***** Textabschnitt
Diese philosophischen Einsprengsler hat die Inszenierung aber nicht unbedingt nötig, da sie in ihrer Intensität und Auswahl der Szenen selbst genug Stoff und Lust zum Nach- und Weiterdenken bietet. Vor allem das Spiel im Stangenwald entwickelt sich als recht fiebriger und intensiver Schlagabtausch der Figuren, in deren Mittelpunkt nicht nur der sich körperlich aufreibende Platonow steht. Die Regie bietet mit dem Pferdedieb Ossip einen interessanten Gegenpol zu den um sich selbst kreisenden Figuren des Stücks. Thomas Schmauser spielt diesen außerhalb der Gesellschaft Stehenden als mystischen Kauz, einen Beobachter und Kommentator von außen, der sich den existenziellen Problemen der Figuren konsequent entzieht. Platonow bezeichnet ihn einmal als einzigen Menschen.
**********
***** Extrahierte Angaben
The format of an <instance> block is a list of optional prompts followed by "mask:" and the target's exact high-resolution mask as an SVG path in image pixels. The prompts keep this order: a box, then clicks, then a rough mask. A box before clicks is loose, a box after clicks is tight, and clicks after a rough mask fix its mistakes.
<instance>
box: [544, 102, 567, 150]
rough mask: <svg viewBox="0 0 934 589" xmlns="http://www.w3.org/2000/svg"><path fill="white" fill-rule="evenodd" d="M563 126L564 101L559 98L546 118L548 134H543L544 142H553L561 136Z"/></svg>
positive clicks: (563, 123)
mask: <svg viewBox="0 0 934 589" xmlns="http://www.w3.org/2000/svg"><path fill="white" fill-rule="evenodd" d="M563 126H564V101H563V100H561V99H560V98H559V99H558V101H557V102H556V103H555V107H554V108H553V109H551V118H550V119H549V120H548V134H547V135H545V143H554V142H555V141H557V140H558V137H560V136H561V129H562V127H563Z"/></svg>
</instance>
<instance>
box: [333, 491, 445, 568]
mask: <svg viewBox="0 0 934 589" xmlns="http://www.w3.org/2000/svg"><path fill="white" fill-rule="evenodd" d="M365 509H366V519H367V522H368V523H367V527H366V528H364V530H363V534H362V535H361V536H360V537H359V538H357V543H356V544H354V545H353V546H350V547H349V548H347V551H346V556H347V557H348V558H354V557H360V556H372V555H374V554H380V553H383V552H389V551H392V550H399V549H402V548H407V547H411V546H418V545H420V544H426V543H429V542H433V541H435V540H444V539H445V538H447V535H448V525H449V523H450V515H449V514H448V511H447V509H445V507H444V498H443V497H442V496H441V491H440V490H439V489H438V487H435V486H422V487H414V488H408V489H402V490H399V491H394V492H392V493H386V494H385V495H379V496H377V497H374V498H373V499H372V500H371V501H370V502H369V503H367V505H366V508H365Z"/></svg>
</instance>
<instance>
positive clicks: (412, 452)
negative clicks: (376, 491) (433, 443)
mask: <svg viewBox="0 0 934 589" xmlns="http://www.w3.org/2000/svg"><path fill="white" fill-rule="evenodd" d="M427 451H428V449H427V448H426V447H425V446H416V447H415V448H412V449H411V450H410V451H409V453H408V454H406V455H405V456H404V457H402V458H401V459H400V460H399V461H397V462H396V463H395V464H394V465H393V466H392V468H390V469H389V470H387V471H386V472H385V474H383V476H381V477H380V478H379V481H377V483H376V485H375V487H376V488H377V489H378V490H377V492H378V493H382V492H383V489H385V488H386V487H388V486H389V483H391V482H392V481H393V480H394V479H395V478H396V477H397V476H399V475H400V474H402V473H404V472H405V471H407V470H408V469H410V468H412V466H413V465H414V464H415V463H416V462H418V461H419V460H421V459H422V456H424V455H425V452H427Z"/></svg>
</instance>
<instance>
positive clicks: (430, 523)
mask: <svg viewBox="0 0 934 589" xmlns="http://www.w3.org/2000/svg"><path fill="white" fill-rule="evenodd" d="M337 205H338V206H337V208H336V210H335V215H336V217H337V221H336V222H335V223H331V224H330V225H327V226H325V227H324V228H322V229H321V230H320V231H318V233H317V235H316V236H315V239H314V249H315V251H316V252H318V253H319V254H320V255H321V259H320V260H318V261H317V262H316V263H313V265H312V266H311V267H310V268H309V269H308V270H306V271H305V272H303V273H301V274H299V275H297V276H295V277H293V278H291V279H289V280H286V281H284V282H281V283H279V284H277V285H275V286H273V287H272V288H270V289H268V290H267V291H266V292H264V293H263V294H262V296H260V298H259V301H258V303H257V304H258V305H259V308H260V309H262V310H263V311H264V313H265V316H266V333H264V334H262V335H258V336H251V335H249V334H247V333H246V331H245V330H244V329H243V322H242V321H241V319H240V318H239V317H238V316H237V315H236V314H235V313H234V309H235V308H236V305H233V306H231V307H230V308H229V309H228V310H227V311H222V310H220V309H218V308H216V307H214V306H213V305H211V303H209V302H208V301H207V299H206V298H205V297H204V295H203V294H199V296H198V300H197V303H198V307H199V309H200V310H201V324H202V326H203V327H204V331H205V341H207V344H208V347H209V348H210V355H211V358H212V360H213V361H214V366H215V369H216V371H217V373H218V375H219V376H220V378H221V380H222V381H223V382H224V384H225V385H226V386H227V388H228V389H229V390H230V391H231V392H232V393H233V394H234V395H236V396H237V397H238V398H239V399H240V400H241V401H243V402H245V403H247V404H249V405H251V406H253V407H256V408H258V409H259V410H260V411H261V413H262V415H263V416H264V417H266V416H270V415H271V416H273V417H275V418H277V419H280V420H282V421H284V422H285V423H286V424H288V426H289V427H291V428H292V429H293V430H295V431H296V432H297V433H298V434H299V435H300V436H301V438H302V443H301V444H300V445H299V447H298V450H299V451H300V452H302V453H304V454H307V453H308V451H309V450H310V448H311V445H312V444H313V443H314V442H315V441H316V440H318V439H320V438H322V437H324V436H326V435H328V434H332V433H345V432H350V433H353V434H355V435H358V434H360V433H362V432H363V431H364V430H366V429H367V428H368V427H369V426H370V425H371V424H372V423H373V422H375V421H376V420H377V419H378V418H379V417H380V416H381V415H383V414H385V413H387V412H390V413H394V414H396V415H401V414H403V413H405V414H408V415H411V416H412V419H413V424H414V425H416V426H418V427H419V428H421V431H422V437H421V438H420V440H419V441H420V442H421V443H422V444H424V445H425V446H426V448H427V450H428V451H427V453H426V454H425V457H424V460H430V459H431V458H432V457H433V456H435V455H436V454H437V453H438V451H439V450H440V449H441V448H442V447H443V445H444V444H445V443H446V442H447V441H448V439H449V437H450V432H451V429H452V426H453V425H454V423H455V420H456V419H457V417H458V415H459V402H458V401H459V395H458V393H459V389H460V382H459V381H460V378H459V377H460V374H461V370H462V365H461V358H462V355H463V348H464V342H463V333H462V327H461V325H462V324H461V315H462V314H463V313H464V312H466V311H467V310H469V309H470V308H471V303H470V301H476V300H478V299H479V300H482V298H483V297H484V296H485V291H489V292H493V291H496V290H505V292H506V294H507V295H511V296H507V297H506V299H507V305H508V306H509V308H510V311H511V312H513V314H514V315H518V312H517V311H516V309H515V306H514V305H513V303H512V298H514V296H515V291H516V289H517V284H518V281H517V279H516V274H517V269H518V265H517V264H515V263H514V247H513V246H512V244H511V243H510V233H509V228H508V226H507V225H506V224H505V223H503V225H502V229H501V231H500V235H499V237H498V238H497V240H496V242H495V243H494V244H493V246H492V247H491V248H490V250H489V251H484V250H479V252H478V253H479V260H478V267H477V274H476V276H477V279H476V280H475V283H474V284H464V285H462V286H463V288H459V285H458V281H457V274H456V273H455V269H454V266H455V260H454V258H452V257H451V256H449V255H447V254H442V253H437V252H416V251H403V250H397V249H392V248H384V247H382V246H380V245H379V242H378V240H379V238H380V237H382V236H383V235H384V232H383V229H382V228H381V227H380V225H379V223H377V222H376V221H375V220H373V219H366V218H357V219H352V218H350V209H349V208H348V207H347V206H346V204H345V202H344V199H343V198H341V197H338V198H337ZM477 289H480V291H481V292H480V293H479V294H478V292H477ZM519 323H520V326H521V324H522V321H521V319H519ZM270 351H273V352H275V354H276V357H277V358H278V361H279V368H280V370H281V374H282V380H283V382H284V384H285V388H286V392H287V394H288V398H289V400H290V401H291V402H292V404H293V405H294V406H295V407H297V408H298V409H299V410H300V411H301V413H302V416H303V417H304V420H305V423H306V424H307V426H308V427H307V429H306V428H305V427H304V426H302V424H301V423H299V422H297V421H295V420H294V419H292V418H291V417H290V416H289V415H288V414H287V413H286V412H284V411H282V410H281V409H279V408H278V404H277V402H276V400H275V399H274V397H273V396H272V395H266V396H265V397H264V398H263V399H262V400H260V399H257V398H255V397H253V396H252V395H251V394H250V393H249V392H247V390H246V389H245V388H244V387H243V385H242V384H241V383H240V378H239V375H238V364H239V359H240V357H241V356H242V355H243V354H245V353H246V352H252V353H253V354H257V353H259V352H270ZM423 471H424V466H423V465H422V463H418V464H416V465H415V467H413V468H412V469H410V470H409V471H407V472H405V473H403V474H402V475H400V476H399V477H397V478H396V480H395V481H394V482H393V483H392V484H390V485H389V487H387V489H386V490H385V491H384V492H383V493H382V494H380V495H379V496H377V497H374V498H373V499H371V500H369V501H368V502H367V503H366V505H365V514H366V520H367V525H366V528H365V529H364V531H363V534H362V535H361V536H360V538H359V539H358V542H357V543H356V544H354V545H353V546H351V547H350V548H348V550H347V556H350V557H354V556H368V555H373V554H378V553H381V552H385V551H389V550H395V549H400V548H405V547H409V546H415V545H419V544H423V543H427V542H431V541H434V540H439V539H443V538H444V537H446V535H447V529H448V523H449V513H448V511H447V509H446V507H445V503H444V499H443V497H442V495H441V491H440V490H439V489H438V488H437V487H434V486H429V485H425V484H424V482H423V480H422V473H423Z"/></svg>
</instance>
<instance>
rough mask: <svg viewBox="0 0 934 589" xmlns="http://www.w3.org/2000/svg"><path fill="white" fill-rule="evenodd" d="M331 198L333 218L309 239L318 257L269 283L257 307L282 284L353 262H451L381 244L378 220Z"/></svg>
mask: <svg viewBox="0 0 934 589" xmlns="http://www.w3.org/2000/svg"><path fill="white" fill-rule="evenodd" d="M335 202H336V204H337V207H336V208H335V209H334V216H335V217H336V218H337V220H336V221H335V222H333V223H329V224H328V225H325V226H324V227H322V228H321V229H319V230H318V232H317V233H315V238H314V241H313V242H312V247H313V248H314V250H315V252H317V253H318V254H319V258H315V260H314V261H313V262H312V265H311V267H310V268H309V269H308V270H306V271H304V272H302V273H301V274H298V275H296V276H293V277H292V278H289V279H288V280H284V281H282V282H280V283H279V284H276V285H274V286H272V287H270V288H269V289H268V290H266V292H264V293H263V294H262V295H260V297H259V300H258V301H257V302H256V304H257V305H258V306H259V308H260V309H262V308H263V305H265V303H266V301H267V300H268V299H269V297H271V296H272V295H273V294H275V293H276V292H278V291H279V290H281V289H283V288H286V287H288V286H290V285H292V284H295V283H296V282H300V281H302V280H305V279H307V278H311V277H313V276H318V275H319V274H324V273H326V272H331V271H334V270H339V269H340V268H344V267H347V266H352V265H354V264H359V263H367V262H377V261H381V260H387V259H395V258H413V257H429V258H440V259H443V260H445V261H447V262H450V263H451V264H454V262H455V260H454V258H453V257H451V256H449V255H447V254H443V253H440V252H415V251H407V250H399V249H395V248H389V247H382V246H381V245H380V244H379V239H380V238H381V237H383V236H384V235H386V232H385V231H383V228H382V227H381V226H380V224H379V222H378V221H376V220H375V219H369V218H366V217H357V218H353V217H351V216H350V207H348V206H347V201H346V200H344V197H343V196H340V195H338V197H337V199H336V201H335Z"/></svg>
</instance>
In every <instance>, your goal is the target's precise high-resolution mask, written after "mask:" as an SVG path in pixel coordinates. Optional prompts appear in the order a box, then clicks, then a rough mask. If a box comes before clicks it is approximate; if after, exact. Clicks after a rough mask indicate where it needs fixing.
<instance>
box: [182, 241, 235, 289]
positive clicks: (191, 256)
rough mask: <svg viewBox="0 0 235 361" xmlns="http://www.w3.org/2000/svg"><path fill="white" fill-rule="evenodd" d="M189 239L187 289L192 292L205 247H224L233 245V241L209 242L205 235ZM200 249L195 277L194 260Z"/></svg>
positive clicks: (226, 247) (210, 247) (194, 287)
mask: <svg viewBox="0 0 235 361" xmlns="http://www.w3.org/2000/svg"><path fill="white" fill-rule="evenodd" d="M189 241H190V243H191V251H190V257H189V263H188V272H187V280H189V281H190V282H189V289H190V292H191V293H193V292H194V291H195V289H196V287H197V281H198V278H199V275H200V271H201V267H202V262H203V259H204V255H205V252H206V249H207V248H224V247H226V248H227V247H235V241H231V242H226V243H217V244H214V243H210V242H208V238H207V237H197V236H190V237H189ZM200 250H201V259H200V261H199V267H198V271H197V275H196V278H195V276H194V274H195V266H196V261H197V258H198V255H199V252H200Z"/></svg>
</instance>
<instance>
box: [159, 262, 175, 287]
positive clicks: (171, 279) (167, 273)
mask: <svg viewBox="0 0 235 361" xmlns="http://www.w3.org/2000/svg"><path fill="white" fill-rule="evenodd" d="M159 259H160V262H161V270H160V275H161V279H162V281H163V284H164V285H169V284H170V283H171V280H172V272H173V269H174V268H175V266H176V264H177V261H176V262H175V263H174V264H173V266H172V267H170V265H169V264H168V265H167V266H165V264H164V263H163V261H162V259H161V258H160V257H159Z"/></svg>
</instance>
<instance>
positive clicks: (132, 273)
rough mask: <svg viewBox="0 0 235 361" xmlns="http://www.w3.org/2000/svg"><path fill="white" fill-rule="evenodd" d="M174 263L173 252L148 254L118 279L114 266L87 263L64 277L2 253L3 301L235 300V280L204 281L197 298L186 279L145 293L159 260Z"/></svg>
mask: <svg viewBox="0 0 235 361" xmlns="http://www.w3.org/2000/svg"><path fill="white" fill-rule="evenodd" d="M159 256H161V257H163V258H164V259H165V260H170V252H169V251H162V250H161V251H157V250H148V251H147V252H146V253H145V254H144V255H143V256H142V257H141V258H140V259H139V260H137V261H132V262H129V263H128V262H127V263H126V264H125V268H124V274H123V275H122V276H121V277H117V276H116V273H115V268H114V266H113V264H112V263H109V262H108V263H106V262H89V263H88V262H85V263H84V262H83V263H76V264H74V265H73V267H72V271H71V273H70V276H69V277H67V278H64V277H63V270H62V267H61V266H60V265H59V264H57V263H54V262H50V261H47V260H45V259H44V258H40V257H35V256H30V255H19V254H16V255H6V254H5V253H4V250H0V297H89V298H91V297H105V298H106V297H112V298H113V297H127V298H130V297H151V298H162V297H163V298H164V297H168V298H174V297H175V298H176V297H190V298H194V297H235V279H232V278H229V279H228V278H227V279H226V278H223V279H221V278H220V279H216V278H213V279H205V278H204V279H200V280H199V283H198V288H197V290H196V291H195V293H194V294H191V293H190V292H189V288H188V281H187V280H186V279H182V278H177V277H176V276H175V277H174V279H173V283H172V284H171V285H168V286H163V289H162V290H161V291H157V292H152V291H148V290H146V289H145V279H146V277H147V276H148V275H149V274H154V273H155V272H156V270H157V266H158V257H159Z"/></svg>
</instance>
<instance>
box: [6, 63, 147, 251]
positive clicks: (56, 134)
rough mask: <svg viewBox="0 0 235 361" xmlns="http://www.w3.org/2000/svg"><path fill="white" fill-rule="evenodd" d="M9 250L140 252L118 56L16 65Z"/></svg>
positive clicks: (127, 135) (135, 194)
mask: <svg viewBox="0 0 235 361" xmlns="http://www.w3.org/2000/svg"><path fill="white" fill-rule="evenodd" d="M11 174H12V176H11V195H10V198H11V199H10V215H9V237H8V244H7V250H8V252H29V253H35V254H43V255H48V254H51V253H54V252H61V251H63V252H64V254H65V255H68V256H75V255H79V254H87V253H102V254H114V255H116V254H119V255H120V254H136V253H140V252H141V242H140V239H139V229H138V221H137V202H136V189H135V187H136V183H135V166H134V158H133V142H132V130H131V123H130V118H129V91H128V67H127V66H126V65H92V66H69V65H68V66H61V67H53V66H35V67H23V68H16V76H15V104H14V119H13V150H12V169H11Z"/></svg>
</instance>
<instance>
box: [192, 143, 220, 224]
**********
→ **Aufgabe**:
Stimmen diese Aussagen mit dem Textabschnitt zur Platonow-Inszenierung überein? Antworte zu jeder mit Ja oder Nein und zitiere die entscheidenden Worte wörtlich.
1. Die Inszenierung ist auf die philosophischen Einsprengsel angewiesen.
2. Im Stangenwald entwickelt sich das Spiel als fiebriger Schlagabtausch der Figuren.
3. Ossip stellt sich den existenziellen Problemen der Figuren.
Die Einträge spielen hierfür keine Rolle.

→ **Antwort**:
1. Nein: „Diese philosophischen Einsprengsler hat die Inszenierung aber nicht unbedingt nötig“
2. Ja: „Vor allem das Spiel im Stangenwald entwickelt sich als recht fiebriger und intensiver Schlagabtausch der Figuren“
3. Nein: „der sich den existenziellen Problemen der Figuren konsequent entzieht“